YOUR OBJECTIVE
Please reproduce the whole listing below line for line, offsetting every x and y coordinate in the answers by 60 and keeping all other wording unchanged. Leave the image out of your copy.

>> Start

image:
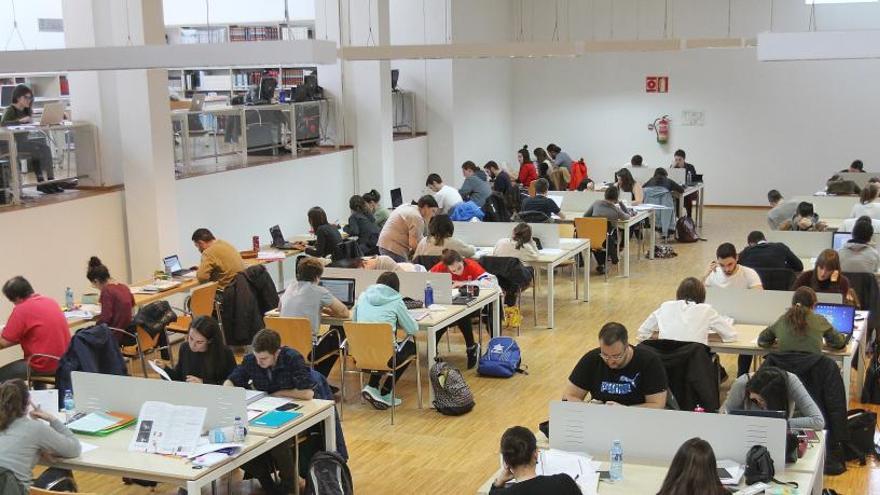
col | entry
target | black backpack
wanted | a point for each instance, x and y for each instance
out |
(329, 475)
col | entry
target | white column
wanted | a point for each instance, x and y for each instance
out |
(131, 111)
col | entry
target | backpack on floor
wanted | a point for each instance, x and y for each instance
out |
(502, 358)
(452, 396)
(329, 475)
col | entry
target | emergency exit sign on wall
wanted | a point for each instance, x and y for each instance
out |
(656, 84)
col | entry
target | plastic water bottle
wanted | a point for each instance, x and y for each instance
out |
(429, 295)
(69, 406)
(68, 298)
(616, 471)
(238, 430)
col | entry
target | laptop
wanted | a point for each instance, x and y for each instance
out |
(341, 288)
(172, 266)
(838, 239)
(841, 316)
(278, 241)
(396, 197)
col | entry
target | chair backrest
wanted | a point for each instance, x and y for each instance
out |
(201, 302)
(295, 333)
(593, 228)
(370, 345)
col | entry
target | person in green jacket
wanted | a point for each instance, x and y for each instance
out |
(382, 303)
(800, 329)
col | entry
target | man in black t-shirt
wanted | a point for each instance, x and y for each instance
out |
(618, 374)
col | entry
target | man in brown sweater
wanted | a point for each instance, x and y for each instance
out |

>> End

WRITTEN SOLUTION
image:
col | entry
target | black backpack
wanted | a point for each instance, x and y for each instance
out |
(389, 535)
col | entry
target | white column
wanted | a point for each instance, x and y for each instance
out |
(191, 171)
col | entry
target | backpack on floor
wanted | a point for each instance, x and y for each instance
out |
(562, 418)
(512, 456)
(389, 535)
col | entry
target | emergency exit sign on wall
wanted | a point for each instance, x and y for each instance
out |
(716, 144)
col | entry
target | plastic water bottle
wanted | a point for each instance, x and y for each instance
out |
(489, 355)
(129, 466)
(128, 358)
(676, 531)
(298, 490)
col | entry
target | laptop
wanted | a point for each instance, x and y for each instance
out |
(401, 348)
(232, 326)
(898, 299)
(901, 376)
(338, 301)
(456, 257)
col | entry
target | chair backrest
wanted | a point for each instance, x and y for each instance
out |
(261, 362)
(355, 393)
(653, 288)
(430, 405)
col | entry
target | person in green jacket
wanted | a point for each instance, x and y for each instance
out |
(442, 363)
(860, 389)
col | entry
target | man in black t-shirt
wanted | a point for each instance, x and y for each instance
out |
(678, 434)
col | entry
target | man in brown sweater
wanted | a point for each instance, x and y for each instance
out |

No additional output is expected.